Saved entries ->
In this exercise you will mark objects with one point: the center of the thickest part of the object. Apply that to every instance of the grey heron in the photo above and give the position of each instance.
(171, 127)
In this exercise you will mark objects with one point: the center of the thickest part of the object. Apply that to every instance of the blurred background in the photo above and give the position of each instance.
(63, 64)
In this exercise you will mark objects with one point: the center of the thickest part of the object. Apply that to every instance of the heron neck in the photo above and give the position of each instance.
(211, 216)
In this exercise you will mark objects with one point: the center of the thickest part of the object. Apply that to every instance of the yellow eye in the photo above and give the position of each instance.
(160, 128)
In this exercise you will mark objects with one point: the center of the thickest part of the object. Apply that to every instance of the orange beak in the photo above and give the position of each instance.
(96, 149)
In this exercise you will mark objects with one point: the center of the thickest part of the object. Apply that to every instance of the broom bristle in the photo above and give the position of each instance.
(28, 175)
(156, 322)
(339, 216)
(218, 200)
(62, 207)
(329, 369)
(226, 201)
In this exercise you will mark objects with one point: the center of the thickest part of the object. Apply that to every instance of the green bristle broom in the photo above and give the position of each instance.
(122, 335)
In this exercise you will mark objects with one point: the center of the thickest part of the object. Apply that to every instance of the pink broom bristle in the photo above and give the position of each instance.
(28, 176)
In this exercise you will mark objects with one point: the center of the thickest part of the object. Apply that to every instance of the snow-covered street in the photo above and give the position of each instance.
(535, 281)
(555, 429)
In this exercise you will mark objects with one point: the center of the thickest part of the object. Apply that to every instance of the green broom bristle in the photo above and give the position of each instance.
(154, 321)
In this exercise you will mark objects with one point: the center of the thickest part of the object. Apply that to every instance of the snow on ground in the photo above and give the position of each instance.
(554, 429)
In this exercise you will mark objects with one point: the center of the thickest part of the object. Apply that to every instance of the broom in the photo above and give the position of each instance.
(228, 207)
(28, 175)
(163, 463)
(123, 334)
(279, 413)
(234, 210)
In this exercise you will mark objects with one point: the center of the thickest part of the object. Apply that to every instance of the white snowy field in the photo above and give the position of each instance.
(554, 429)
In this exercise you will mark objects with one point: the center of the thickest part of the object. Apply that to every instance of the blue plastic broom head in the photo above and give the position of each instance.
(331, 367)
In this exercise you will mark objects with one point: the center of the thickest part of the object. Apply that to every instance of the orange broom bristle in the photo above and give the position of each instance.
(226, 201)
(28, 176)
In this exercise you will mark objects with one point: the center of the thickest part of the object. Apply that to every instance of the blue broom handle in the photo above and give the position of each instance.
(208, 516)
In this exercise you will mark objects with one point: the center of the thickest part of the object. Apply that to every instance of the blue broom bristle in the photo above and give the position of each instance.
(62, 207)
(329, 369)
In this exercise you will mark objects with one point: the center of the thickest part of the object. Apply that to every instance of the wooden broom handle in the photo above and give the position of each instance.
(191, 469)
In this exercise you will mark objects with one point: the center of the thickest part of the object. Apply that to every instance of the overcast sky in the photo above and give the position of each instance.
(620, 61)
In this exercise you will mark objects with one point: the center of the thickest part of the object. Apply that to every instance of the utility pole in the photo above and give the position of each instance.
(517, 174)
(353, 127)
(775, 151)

THE PROBLEM ->
Transcribe every entry, keeping each line exactly as it reads.

TASK RESPONSE ->
In this exercise you will mark objects with one point: the center of the thickest part of the object. Apply that to every instance of the grey heron in the photo above and give the position of each instance.
(171, 127)
In this exercise you will mark objects with one point: the center of the thickest part of the object. Apply that to every instance of the blurred background in the photo above and give the position of each instance.
(63, 64)
In this exercise you will mark objects with one point: the center of the thickest part of the object. Apply that to every instance of the heron neck in the photo above and give the position of each instance.
(211, 216)
In this exercise you will mark objects with one point: the center of the thickest part of the object. Apply that to every instance of the yellow eye in the photo above and give the position of each instance.
(160, 128)
In this exercise you will mark objects with one point: the center of the thickest part of the object. Apply that to every instance of the orange beak in the photo above and give the position of each instance.
(96, 149)
In this exercise you will mark objects with one point: the center of the thickest part of the object. Apply that to every instance of the broom bristle in the photo above and give the position of each instance.
(28, 175)
(156, 322)
(339, 216)
(218, 200)
(62, 207)
(329, 369)
(226, 201)
In this exercise you will mark objects with one point: the center of the thickest part of the object. Apply that to every instance of the green bristle broom in the photo above and give the position of each instance.
(122, 335)
In this exercise you will mark objects with one point: the center of the thickest part of the object. Apply that to every instance of the pink broom bristle in the photo above and give the position of each instance.
(28, 176)
In this exercise you will mark objects with one point: the center of the thickest part of the object. Apply that to every instance of the snow-covered street in the photo above and give the position of each instance.
(535, 281)
(555, 429)
In this exercise you will mark objects with one point: the center of the thickest part of the object. Apply that to every instance of the green broom bristle in the photo above and give the position of each instance.
(154, 321)
In this exercise you will mark objects with one point: the center of the thickest part of the object. Apply that to every instance of the snow on ground in the photo above and give the position of each instance.
(554, 429)
In this exercise you will mark objects with one point: the center of the thickest part of the object. Apply that to every instance of the broom in the photo above and give the position of each instance.
(228, 207)
(28, 175)
(163, 463)
(123, 334)
(279, 413)
(234, 210)
In this exercise you will mark objects with one point: the center of the thickest part of the object. Apply that to every instance of the white snowy field in the photo above and give the position of each instance.
(554, 429)
In this exercise you will mark objects with one point: the center of the thickest part of the object. Apply that to every instance of the blue plastic broom head in the photo above and give the position of each instance.
(331, 367)
In this exercise you will mark objects with one point: the center of the thickest part of the object. Apply that to every instance of the orange broom bristle in the photo above and give the position of each instance.
(226, 201)
(28, 176)
In this exercise you will mark objects with one point: the center of the thickest part of the object. Apply that to every instance of the blue broom handle in the photo above and give the position of each instance.
(208, 516)
In this exercise you will mark objects with one point: the center of the thickest part of the object. Apply that to every instance of the blue broom bristle in the photo above and give the position of each instance.
(62, 207)
(329, 369)
In this exercise you will mark objects with one point: the center of the thickest part of the object. Apply that to every instance of the wooden broom handle in the photo above and give the position of each instance.
(191, 469)
In this exercise you will mark objects with one point: the center of the thickest part of the object. Apply that to every instance of the overcast sky in the photo above and give the position of each instance.
(620, 61)
In this exercise you will mark objects with one point: the center of the thickest part of the object. Apply that to every instance of the utility pole in the photo above and give the position of each instance.
(517, 174)
(353, 127)
(775, 151)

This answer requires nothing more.